— Task to carry out —
Return verbatim every line from the first line of the data below to the line that contains "task | for every instance of the column", inclusive, and no further.
---
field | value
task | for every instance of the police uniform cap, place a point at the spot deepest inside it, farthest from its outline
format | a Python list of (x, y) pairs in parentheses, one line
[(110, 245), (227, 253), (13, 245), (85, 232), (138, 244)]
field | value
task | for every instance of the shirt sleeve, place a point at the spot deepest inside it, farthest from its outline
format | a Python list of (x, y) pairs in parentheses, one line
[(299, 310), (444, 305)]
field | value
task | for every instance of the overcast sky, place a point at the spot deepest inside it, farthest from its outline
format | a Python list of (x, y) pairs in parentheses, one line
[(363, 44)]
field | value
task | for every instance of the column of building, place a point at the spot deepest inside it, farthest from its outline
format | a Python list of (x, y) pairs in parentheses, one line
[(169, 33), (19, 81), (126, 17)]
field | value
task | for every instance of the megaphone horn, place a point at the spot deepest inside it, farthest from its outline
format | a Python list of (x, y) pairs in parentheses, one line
---
— Expected answer —
field | value
task | for every instance of the police uniform cap, place a point at the spot deepest inside it, farthest from its outline
format | a Python list of (x, y) pairs in parentheses, one line
[(110, 245), (227, 253), (13, 245), (85, 232), (138, 244)]
field | value
task | for every instance of the shirt sleeve, place a point at the spot deepest inside it, farthest from its outline
format | a Python list of (x, y) pairs in parentheses, one line
[(299, 310), (444, 305)]
field | value
task | for every instance of the overcast sky, place a point at the spot deepest inside it, farthest from its outline
format | a Python list of (x, y) pairs in parentheses, one line
[(363, 44)]
field | value
task | for every instance of the column of building, place a point at the spot deepest inside it, farthest from its outline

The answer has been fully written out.